What you need to do. Here are some records; return them all exactly.

#### The data

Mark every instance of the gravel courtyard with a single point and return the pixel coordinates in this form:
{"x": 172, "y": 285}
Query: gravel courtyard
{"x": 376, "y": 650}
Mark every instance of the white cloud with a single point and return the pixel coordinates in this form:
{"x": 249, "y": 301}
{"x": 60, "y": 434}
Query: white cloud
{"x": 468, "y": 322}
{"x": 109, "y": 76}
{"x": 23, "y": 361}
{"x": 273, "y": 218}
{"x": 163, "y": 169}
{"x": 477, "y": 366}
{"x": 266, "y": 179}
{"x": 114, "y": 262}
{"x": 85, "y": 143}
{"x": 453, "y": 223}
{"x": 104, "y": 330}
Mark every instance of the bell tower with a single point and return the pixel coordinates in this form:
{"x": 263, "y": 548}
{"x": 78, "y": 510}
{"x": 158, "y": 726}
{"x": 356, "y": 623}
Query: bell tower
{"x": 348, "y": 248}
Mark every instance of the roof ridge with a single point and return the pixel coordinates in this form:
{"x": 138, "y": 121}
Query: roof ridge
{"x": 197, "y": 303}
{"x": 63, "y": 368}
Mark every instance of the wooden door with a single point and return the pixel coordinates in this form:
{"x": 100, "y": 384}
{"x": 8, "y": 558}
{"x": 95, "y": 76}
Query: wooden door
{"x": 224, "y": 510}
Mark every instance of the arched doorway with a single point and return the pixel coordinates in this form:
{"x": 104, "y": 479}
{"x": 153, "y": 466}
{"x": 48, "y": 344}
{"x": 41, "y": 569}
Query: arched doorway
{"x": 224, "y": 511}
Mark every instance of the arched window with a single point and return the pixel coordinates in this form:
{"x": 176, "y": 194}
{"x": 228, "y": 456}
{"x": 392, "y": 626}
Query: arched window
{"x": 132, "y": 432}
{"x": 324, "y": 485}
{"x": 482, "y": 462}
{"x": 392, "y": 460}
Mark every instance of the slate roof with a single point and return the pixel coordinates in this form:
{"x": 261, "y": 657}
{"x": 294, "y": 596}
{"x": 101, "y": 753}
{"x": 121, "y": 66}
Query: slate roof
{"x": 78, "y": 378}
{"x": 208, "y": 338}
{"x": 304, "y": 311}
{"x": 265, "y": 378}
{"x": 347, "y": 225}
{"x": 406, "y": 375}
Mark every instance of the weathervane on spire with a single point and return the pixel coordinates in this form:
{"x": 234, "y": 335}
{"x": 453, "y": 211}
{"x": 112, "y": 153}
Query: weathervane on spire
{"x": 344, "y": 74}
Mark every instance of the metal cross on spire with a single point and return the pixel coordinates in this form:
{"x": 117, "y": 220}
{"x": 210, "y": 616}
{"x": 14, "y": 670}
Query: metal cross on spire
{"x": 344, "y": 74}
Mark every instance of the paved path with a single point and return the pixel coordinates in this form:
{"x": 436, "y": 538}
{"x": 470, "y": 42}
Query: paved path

########

Response area.
Mark every instance of the gravel courtyard with a single point and return the pixel coordinates in this form:
{"x": 172, "y": 285}
Query: gravel courtyard
{"x": 376, "y": 650}
Mark every instance of the white cloud with a single point and return the pixel coordinates in this form:
{"x": 249, "y": 301}
{"x": 60, "y": 434}
Query: white cloud
{"x": 468, "y": 322}
{"x": 109, "y": 76}
{"x": 23, "y": 361}
{"x": 273, "y": 218}
{"x": 163, "y": 169}
{"x": 477, "y": 366}
{"x": 266, "y": 179}
{"x": 114, "y": 262}
{"x": 85, "y": 143}
{"x": 453, "y": 223}
{"x": 104, "y": 330}
Mark every instance of the bell tower with a single point and return the pixel coordinates in this form:
{"x": 263, "y": 548}
{"x": 78, "y": 510}
{"x": 158, "y": 726}
{"x": 356, "y": 623}
Query: bell tower
{"x": 348, "y": 248}
Mark every instance of the roof ridge with a single point and return the pixel coordinates in this form:
{"x": 138, "y": 121}
Query: roof ridge
{"x": 197, "y": 303}
{"x": 63, "y": 368}
Mark every instance of the wooden door with a single point and return the pixel coordinates in this form:
{"x": 100, "y": 384}
{"x": 8, "y": 558}
{"x": 95, "y": 76}
Query: wooden door
{"x": 224, "y": 510}
Mark every instance of the arched doorway with a single point and return the pixel coordinates in this form:
{"x": 104, "y": 479}
{"x": 153, "y": 466}
{"x": 48, "y": 344}
{"x": 41, "y": 569}
Query: arched doorway
{"x": 224, "y": 511}
Mark every instance of the arched window with a single point and return the pixel coordinates in this form:
{"x": 176, "y": 194}
{"x": 228, "y": 456}
{"x": 392, "y": 626}
Query: arched window
{"x": 132, "y": 432}
{"x": 324, "y": 485}
{"x": 482, "y": 462}
{"x": 392, "y": 460}
Mark every instance of the slate roof with a single point and return the pixel coordinates in this form:
{"x": 261, "y": 657}
{"x": 294, "y": 596}
{"x": 101, "y": 753}
{"x": 121, "y": 66}
Query: slate roof
{"x": 78, "y": 378}
{"x": 208, "y": 338}
{"x": 304, "y": 311}
{"x": 265, "y": 378}
{"x": 347, "y": 225}
{"x": 406, "y": 375}
Mark every instance of the weathervane on spire with a single point and return the pixel coordinates in this form:
{"x": 234, "y": 335}
{"x": 453, "y": 211}
{"x": 112, "y": 153}
Query: weathervane on spire
{"x": 344, "y": 74}
Mark every instance of the metal cross on spire with a single point and return the pixel coordinates in this form:
{"x": 117, "y": 220}
{"x": 210, "y": 616}
{"x": 14, "y": 670}
Query: metal cross on spire
{"x": 344, "y": 74}
Mark every instance of the paved path with a single point and return the pixel coordinates in this form:
{"x": 436, "y": 538}
{"x": 470, "y": 42}
Query: paved path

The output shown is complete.